● **Exercise aim**: Could you render the material as a numbered list, starting at its beginning and ending at the line that contains "box: [995, 1095, 1305, 1177]"? Omit blank lines and leave the pictures out.

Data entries
-.-.-

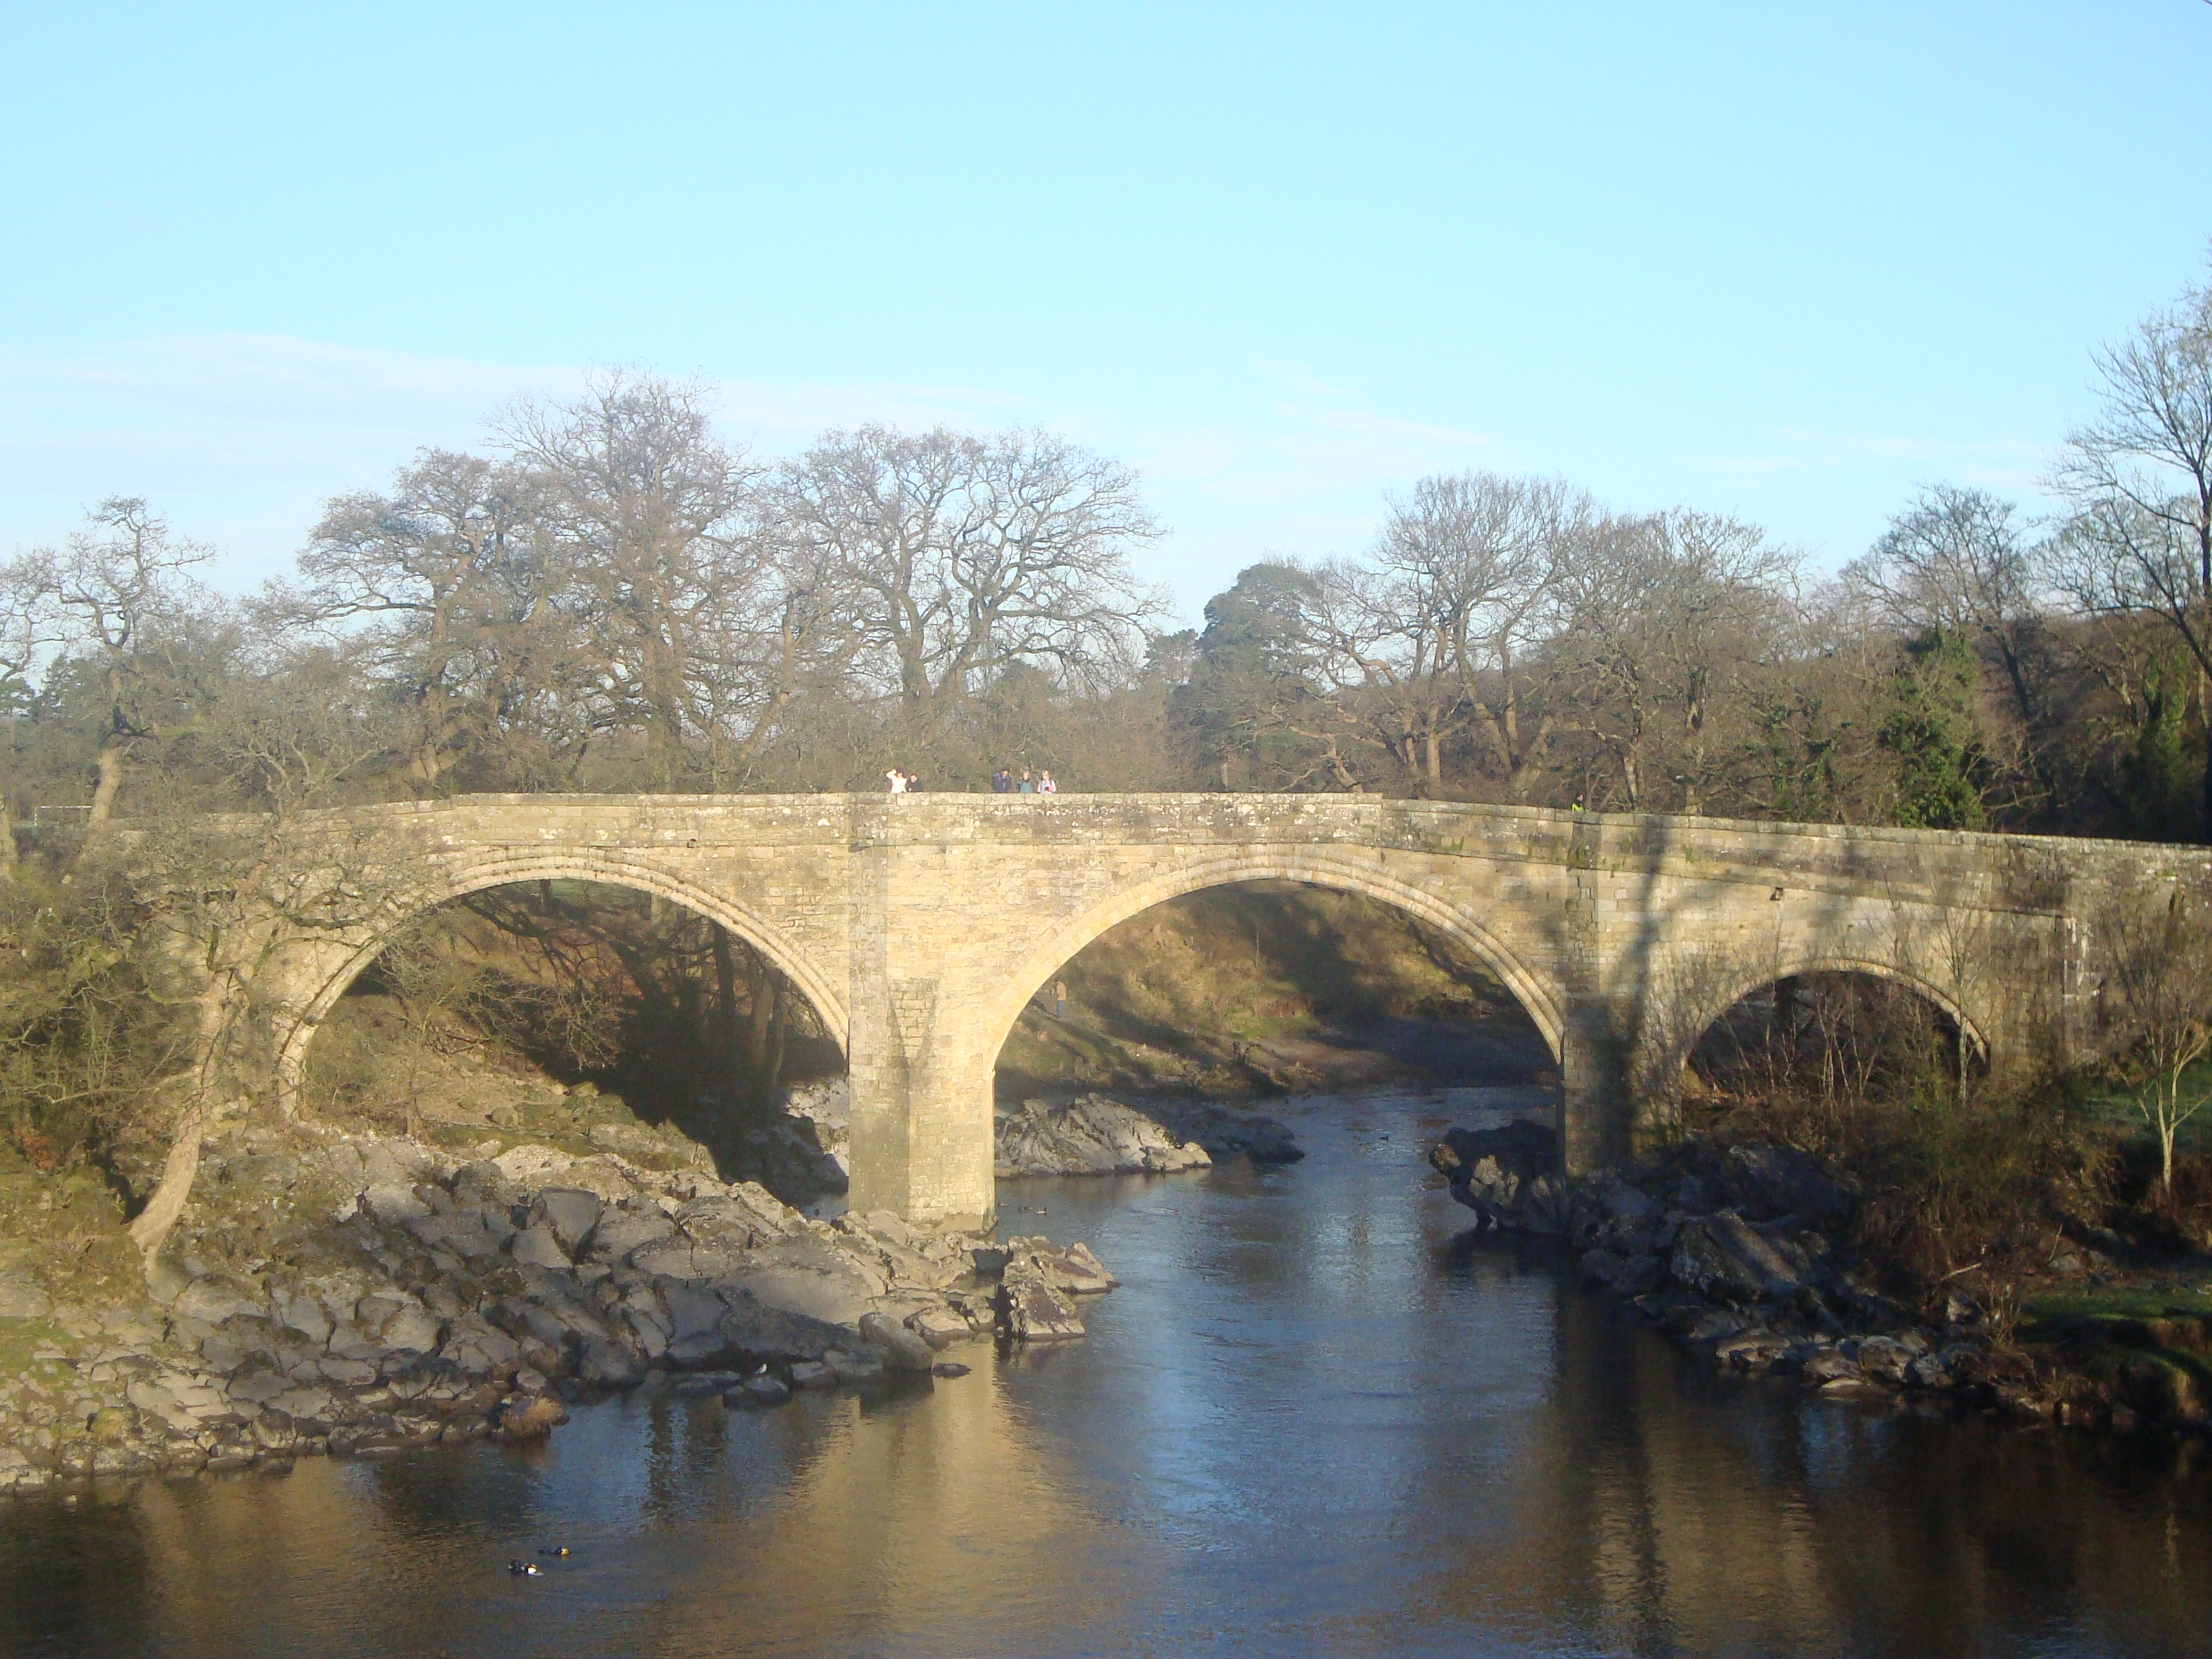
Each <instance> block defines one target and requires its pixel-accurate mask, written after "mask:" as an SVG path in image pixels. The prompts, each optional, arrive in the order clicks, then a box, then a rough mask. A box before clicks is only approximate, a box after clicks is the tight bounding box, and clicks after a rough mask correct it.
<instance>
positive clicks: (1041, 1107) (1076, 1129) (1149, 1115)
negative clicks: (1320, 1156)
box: [995, 1095, 1305, 1177]
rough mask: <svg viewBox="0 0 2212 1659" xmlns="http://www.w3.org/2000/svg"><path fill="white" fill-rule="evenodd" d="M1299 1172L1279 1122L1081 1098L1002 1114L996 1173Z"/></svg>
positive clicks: (1294, 1142) (1282, 1126) (1022, 1173)
mask: <svg viewBox="0 0 2212 1659" xmlns="http://www.w3.org/2000/svg"><path fill="white" fill-rule="evenodd" d="M1230 1157H1248V1159H1252V1161H1254V1164H1296V1161H1298V1159H1301V1157H1305V1150H1303V1148H1301V1146H1298V1139H1296V1137H1294V1135H1292V1133H1290V1130H1287V1128H1285V1126H1283V1124H1279V1121H1276V1119H1272V1117H1261V1115H1256V1113H1239V1110H1230V1108H1225V1106H1219V1104H1214V1102H1203V1099H1188V1102H1152V1104H1146V1106H1141V1108H1139V1106H1126V1104H1121V1102H1117V1099H1108V1097H1106V1095H1079V1097H1077V1099H1071V1102H1066V1104H1064V1106H1053V1104H1051V1102H1044V1099H1024V1102H1022V1104H1020V1106H1013V1108H1009V1106H1000V1110H998V1119H995V1172H998V1175H1000V1177H1018V1175H1175V1172H1181V1170H1203V1168H1208V1166H1212V1164H1214V1161H1217V1159H1230Z"/></svg>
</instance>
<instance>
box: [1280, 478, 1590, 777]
mask: <svg viewBox="0 0 2212 1659" xmlns="http://www.w3.org/2000/svg"><path fill="white" fill-rule="evenodd" d="M1586 515H1588V502H1586V500H1584V498H1582V495H1577V493H1575V491H1571V489H1568V487H1566V484H1564V482H1557V480H1542V478H1502V476H1498V473H1475V471H1469V473H1449V476H1436V478H1425V480H1420V482H1418V484H1416V487H1413V493H1411V495H1409V498H1405V500H1398V502H1391V511H1389V515H1387V518H1385V522H1383V531H1380V535H1378V538H1376V546H1374V551H1371V553H1369V555H1367V557H1365V560H1334V562H1329V564H1323V566H1314V571H1312V575H1314V584H1316V593H1314V604H1312V606H1310V619H1312V624H1314V655H1316V664H1321V668H1323V672H1327V677H1329V679H1332V684H1334V686H1336V688H1338V692H1340V695H1343V697H1345V701H1347V706H1349V708H1354V710H1358V712H1363V714H1365V717H1367V723H1369V726H1371V728H1374V732H1371V739H1374V741H1376V743H1378V745H1380V748H1383V750H1385V752H1387V754H1389V757H1391V759H1394V761H1396V763H1398V768H1402V772H1405V774H1407V776H1409V779H1413V783H1416V787H1420V790H1425V792H1429V790H1436V787H1440V785H1442V776H1444V745H1447V741H1451V739H1453V737H1458V734H1460V732H1467V730H1473V732H1480V739H1482V745H1484V750H1486V752H1489V754H1491V759H1493V763H1495V765H1498V770H1500V772H1502V774H1504V781H1506V790H1509V792H1511V794H1513V796H1522V794H1524V792H1526V785H1528V776H1531V772H1533V770H1535V768H1537V765H1542V757H1544V750H1546V748H1548V741H1551V728H1553V717H1551V712H1548V710H1544V712H1531V703H1533V701H1540V699H1537V697H1533V695H1531V692H1533V684H1531V679H1533V677H1531V666H1533V664H1535V661H1542V659H1540V657H1537V655H1535V653H1533V650H1531V646H1535V644H1537V639H1540V637H1542V630H1544V628H1546V626H1548V624H1553V622H1555V617H1553V608H1551V602H1553V595H1555V577H1557V557H1559V553H1562V549H1564V542H1566V540H1568V538H1571V533H1573V526H1575V524H1577V522H1579V520H1582V518H1586Z"/></svg>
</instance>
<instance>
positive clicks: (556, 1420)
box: [498, 1394, 568, 1447]
mask: <svg viewBox="0 0 2212 1659" xmlns="http://www.w3.org/2000/svg"><path fill="white" fill-rule="evenodd" d="M566 1420H568V1409H566V1407H564V1405H562V1402H560V1400H553V1398H549V1396H544V1394H511V1396H509V1398H507V1400H502V1402H500V1427H498V1433H500V1440H504V1442H507V1444H511V1447H513V1444H524V1442H531V1440H544V1438H546V1436H549V1433H553V1431H555V1429H557V1427H560V1425H564V1422H566Z"/></svg>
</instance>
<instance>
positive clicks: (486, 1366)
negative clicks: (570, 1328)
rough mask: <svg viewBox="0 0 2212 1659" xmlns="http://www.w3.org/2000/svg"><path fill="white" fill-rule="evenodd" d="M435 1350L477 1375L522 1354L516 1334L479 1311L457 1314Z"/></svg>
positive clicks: (473, 1375) (507, 1365)
mask: <svg viewBox="0 0 2212 1659" xmlns="http://www.w3.org/2000/svg"><path fill="white" fill-rule="evenodd" d="M438 1354H440V1358H447V1360H451V1363H453V1365H458V1367H460V1371H462V1374H465V1376H476V1378H484V1376H493V1374H495V1371H502V1369H513V1365H515V1363H518V1360H520V1358H522V1349H520V1347H518V1345H515V1338H513V1336H509V1334H507V1332H502V1329H498V1327H495V1325H491V1323H489V1321H487V1318H484V1316H482V1314H465V1316H460V1318H456V1321H453V1327H451V1329H449V1332H447V1336H445V1345H442V1347H440V1349H438ZM325 1369H327V1367H325Z"/></svg>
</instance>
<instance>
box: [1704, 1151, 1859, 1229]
mask: <svg viewBox="0 0 2212 1659" xmlns="http://www.w3.org/2000/svg"><path fill="white" fill-rule="evenodd" d="M1723 1161H1725V1168H1728V1181H1730V1186H1732V1188H1734V1190H1736V1192H1741V1194H1743V1199H1745V1203H1747V1206H1750V1208H1752V1210H1754V1212H1756V1214H1761V1217H1783V1214H1790V1217H1796V1219H1798V1221H1803V1223H1805V1225H1807V1228H1840V1225H1843V1223H1847V1221H1849V1219H1851V1217H1854V1214H1858V1194H1856V1192H1854V1190H1851V1188H1847V1186H1843V1183H1840V1181H1836V1179H1834V1177H1832V1175H1829V1172H1827V1170H1823V1168H1820V1164H1818V1161H1816V1159H1814V1157H1812V1155H1809V1152H1801V1150H1796V1148H1794V1146H1772V1144H1761V1146H1730V1148H1728V1157H1725V1159H1723Z"/></svg>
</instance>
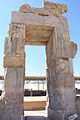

-.-.-

● **Output below**:
1. Each <instance> block defines one target and requires its pixel-accurate mask, written after "mask:" as an SVG path in image pixels. The prompts, each optional, arrive in the order clicks, then a box, then a rough mask. A box before clicks is only approximate, a box after clicks is the tight bounding box, and clicks after a rough mask correct it.
2. <instance>
3. positive clicks: (1041, 1107) (1076, 1129) (1149, 1115)
4. negative clicks: (1320, 1156)
5. box: [995, 1095, 1305, 1177]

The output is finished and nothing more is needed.